* **SOURCE TEXT**
Question on skipping quantization on unsupported modules

Let’s say I have a module block, where part of it is not currently supported for quantization, so I added Quant, Dequant stubs shown below.

> class ExampleBlock(nn.Module): 
        def __init__(self):
              self.quant() = QuantStub()
              self.dequant() = DeQuantStub()

        def forward(self, x):
              x = Supported(x)
              x = dequant(x)
              x = NotSupported(x)
              x = quant(x)
        return x 

I have two questions. First, I am using this module as a building block for my network, meaning it is repetitively being called. I learned on this forum that QuantStubs need to be called each time it is needed, does it mean I have unroll the entire network where this module is being used?

Secondly, do I have to specify in the m.ExampleBlock.qconfig = None, and all the cases where it has been called to skip the quantization on NotSupported layers and functions?

Let me know if I explained my questions well enough.

Best,
Hua

Could you please clarify what you mean by “unrolling the entire network” here?

Secondly, do I have to specify in the m.ExampleBlock.qconfig = None, and all the cases where it has been called to skip the quantization on NotSupported layers and functions?

I don’t think this is necessary (I think you’ll get an exception at runtime if you try to quantize something that’s not quantizable) if I understand your question correctly. Are you observing errors without this explicit specification.

Hi David:
Thanks for your reply, what i meant is the following. If I call this module which has unsupported layers for quantization as below, do I have to write ExampleBlock1(), ExampleBlock2(), etc or I could just use the single ExampleBlock() and the QuantStub and DeQuantStub will perform accordingly? I am asking, because I am quantizing a model right now, some of the layers are not supported so I used dequant() quant() to surpass them, but the result is very poor.

class model()
         def __init__():
              self.layer1 = ExampleBlock()
              self.layer2 = ExampleBlock()

Hi Hua. I don’t think you need to wrap unsupported layers with a dequant and quant stubs. I’ll confirm with the team. Did you have issues when you didn’t use the stubs?

Edit: Sorry, I think I was wrong here. You’ll get an error if you try to pass the quantized output of a supported layer as an argument for a non-quantized layer. Is that what you’re asking?

Hi Hua,

With Eager mode, inserting quant/dequant stubs works for selective quantization. Can you clarify what you mean by “the result is very poor”? There are a few different ways to diagnose “poor performance” when using quantized models (see PyTorch Numeric Suite Tutorial — PyTorch Tutorials 1.10.1+cu102 documentation).

* **YOUR ASSIGNMENT**
Continue the forum thread on skipping quantization for unsupported modules, starting right after its final sentence.

* **DATA EXCERPTS**
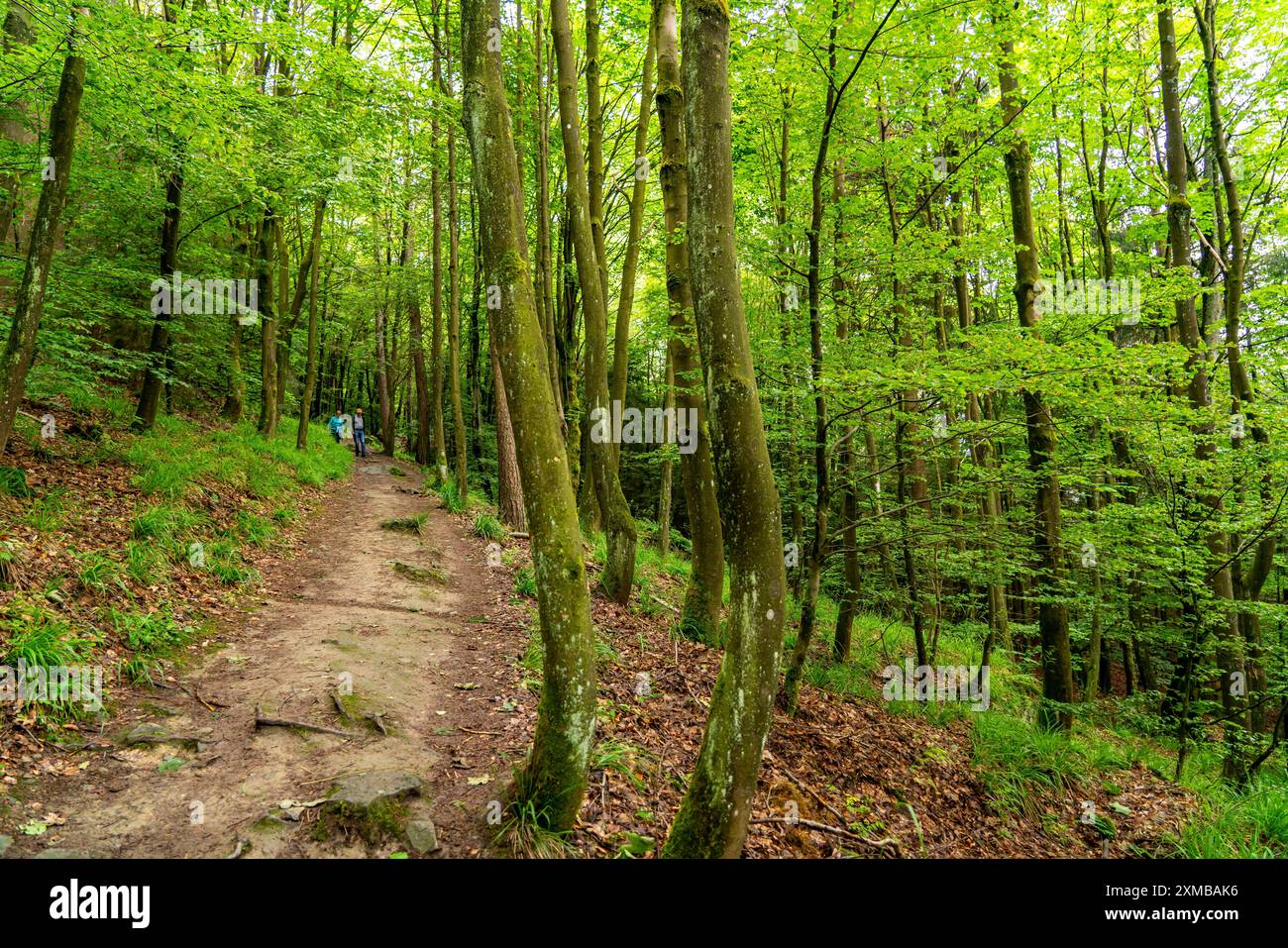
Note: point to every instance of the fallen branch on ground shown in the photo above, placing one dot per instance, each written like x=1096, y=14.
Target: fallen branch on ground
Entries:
x=835, y=831
x=261, y=721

* **WRITTEN RESPONSE**
Re: using separate instances of ExampleBlock I think it is necessary if you have different weights.

I find using FX mode easier for selective quantization. In your example, I’d use it like

# skip quantization on NotSupported and Linear modules
qconfig = {
        "": torch.quantization.get_default_qconfig("fbgemm"), # global config
        "object_type": [(torch.nn.NotSupported, None), (torch.nn.Linear, None)] }, 
        }

prep = quantize_fx.prepare_fx(ExampleBlock(), qconfig_dict)
# calibrate
QuantizedExampleBlock = quantize_fx.convert_fx(prep)

class model:
  def __init__():
    self.l1 = QuantizedExampleBlock()
    self.l2 = QuantizedExampleBlock()

This might be a helpful reference: Practical Quantization in PyTorch | PyTorch

Hi David:
Yes, that’s right. I added dequant and quant stubs before and after the unsupported layer to bypass quantization. I was able to quantize and save the model. But when I jit load the quantized model, i encountered the “Could not run on Quantized CPU” which is very confusing.
By the way, my block configuration is "Conv + ReLu + Batchnorm ", as in Fuse_modules more sequence support. Since this configuration is not supported for fusion, I fused “Conv + ReLu” and bypassed quantization for Batchnorm. Wonder if I did anything wrong here.

Best,
Hua

Hi Suraj:
Thanks for your reply, I will try the Numeric Suite out.
Re: using separate instances of ExampleBlock I think it is necessary if you have different weights. Could you please clarify more on this. Do I need to write ExampleBlock1, ExampleBlock2… etc since they have quant and dequant stubs inside or do I just need to write one ExampleBlock and called them like in your code?

Best
Hua

I think you can get away with initializing multiple instances of the same ExampleBlock, as long as that serves your purpose. Each instance will be identical. I don’t think you need to create separate classes for each, based on the example you’ve provided!